═══ DATA FOR THE TASK
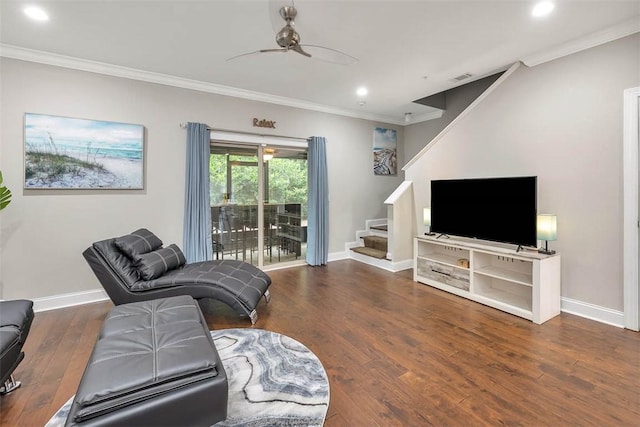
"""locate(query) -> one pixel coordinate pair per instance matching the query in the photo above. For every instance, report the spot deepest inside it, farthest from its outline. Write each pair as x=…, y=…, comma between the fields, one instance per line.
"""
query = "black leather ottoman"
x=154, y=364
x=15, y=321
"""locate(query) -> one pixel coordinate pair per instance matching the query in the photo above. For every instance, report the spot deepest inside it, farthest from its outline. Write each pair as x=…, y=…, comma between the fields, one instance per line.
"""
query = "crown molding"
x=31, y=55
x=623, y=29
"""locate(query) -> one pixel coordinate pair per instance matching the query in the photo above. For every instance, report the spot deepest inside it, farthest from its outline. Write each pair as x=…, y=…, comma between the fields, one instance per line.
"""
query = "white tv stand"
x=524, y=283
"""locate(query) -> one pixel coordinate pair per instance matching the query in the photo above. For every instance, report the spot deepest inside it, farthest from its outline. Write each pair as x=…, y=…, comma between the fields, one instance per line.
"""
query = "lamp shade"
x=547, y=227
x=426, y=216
══════
═══ DATA FOR THE TASK
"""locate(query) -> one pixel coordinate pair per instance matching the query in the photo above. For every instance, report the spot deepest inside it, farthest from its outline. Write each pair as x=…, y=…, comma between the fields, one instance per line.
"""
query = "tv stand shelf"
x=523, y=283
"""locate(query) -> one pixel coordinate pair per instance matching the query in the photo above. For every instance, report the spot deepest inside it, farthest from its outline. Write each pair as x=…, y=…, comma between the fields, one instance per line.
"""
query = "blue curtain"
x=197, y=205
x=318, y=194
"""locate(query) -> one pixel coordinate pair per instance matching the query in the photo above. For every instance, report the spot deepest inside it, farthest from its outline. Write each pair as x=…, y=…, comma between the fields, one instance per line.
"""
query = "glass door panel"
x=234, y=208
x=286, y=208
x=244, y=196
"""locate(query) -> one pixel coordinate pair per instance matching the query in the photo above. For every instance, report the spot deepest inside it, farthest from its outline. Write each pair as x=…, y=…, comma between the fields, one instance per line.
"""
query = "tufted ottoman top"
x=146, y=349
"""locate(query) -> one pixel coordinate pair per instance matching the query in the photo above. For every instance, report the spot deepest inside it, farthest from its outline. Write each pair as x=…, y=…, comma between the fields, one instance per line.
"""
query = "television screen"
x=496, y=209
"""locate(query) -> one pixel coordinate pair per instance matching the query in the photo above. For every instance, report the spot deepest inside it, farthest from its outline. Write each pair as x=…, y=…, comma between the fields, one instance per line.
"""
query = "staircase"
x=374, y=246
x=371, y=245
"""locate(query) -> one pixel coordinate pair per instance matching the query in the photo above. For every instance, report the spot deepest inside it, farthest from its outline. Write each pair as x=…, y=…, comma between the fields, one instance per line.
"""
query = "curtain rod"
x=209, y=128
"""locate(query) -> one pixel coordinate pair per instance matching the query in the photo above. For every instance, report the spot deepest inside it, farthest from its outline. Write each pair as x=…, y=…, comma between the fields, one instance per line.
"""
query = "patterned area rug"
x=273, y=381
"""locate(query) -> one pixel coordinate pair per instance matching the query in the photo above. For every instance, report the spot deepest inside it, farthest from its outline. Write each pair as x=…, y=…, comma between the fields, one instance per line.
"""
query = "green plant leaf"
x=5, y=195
══════
═══ DATA FOR THE TASK
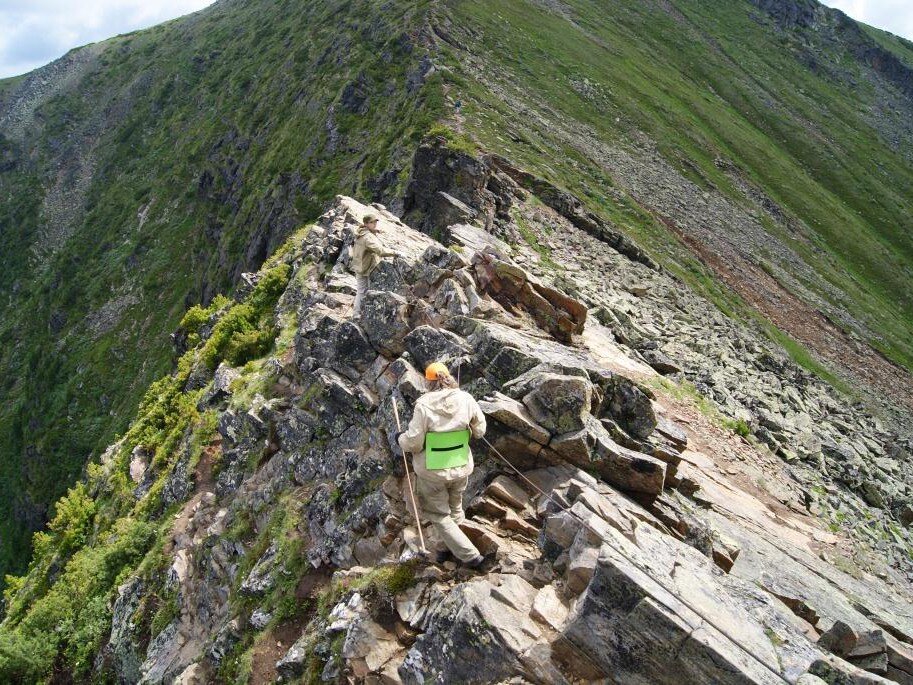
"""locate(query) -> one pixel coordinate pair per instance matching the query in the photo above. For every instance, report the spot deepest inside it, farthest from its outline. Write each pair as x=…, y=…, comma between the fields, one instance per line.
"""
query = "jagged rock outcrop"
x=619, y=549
══════
TASK OBJECTIVE ->
Report every line of the material above that contains the word "stand", copying each line in full. Matching is case-sensitive.

ANSWER TO THE TASK ->
query = "white tv stand"
query = "tv stand shelf"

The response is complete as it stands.